**** SUPPLIED TEXT

1.    Major indexes weekly performance 

2.    U.S stocks weekly wrap 

3.    S&P 500 sector index weekly/month performance 

4.    China/Hong Kong stocks weekly wrap 

5.    Singapore stocks weekly wrap 

6.    Major indexes weekly chart and technical support & resistance levels

U.S.

For the week of Sep 12, most major U.S. stock indexes closed higher ahead of the Federal Reserve’s September 16–17 monetary policy meeting, at which the central bank is widely expected to lower short-term interest rates. Enthusiasm surrounding the ongoing artificial intelligence (AI) boom—supported by Oracle’s announcement of a substantial guidance increase amid several large new AI deals—also helped lift major indexes.

The Dow Jones Industrial Average(DJI), S&P 500 Index(SPX), and Nasdaq Composite(COMP) all notched new record highs during the week, although DJI and SPX both pulled back modestly in a relatively quiet trading session on Friday. Refer to below major indexes weekly performance.

Key highlights for the week and next:

1.    August inflation remains elevated but is seen as unlikely to derail rate cuts. Consumer price growth accelerated in August, with headline CPI rose to 2.9% YoY from July’s reading of 2.7%. Core CPI rose 3.1% over the same period. Meanwhile, producer price inflation resumed its trend lower, falling to 2.6%.

********

▶ _WRITTEN TASK A_
In the entries below, retype the lines from the line with "Question. In the picture above, identify the distant" to the line with "[(336, 203)]".

**** STORED RECORDS

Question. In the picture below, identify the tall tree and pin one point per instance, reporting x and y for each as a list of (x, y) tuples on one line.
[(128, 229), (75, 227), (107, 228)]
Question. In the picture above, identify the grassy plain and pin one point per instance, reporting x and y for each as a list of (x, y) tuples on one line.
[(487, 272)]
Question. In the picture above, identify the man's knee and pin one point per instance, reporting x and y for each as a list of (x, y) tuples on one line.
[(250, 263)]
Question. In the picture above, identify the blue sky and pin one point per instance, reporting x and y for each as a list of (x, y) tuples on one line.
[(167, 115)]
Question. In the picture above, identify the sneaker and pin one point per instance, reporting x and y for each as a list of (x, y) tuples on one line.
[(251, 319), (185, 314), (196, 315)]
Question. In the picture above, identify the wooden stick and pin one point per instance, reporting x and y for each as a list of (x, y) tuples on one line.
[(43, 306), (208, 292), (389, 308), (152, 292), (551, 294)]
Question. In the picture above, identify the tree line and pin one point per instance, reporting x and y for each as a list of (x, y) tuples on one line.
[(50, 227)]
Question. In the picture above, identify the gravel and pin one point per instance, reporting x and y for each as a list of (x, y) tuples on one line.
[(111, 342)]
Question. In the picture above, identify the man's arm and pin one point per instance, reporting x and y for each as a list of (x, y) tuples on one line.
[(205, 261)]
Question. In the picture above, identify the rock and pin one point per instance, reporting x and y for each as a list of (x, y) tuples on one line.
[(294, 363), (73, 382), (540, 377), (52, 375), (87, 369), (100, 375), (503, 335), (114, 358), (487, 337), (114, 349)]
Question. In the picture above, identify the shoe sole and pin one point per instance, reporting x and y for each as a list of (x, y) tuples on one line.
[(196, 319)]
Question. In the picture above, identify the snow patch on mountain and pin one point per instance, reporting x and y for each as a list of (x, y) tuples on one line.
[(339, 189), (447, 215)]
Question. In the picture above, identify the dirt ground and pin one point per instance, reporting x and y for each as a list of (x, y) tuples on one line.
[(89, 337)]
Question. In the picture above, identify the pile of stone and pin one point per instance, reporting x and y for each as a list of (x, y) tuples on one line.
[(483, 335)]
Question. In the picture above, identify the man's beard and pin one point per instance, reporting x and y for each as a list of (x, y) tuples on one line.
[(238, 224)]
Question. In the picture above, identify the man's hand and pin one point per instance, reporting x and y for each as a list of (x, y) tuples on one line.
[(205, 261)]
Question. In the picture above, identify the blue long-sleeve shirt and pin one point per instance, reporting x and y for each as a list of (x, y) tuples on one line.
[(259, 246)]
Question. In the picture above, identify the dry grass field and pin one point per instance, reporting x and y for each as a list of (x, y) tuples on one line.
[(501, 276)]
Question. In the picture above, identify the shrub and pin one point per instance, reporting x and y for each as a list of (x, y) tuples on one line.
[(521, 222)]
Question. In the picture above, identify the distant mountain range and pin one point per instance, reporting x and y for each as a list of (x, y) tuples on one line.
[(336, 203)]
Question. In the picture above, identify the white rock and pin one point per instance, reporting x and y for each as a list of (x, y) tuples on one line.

********

▶ _WRITTEN TASK B_
Answer these questions from the weekly market wrap:
(i) On what dates is the Federal Reserve's monetary policy meeting held?
(ii) Which company announced a substantial guidance increase amid several large new AI deals?
(iii) To what year-over-year rate did headline CPI rise in August?

▶ _RESPONSE A_
Question. In the picture above, identify the distant mountain range and pin one point per instance, reporting x and y for each as a list of (x, y) tuples on one line.
[(336, 203)]

▶ _RESPONSE B_
(i) September 16–17
(ii) Oracle
(iii) 2.9%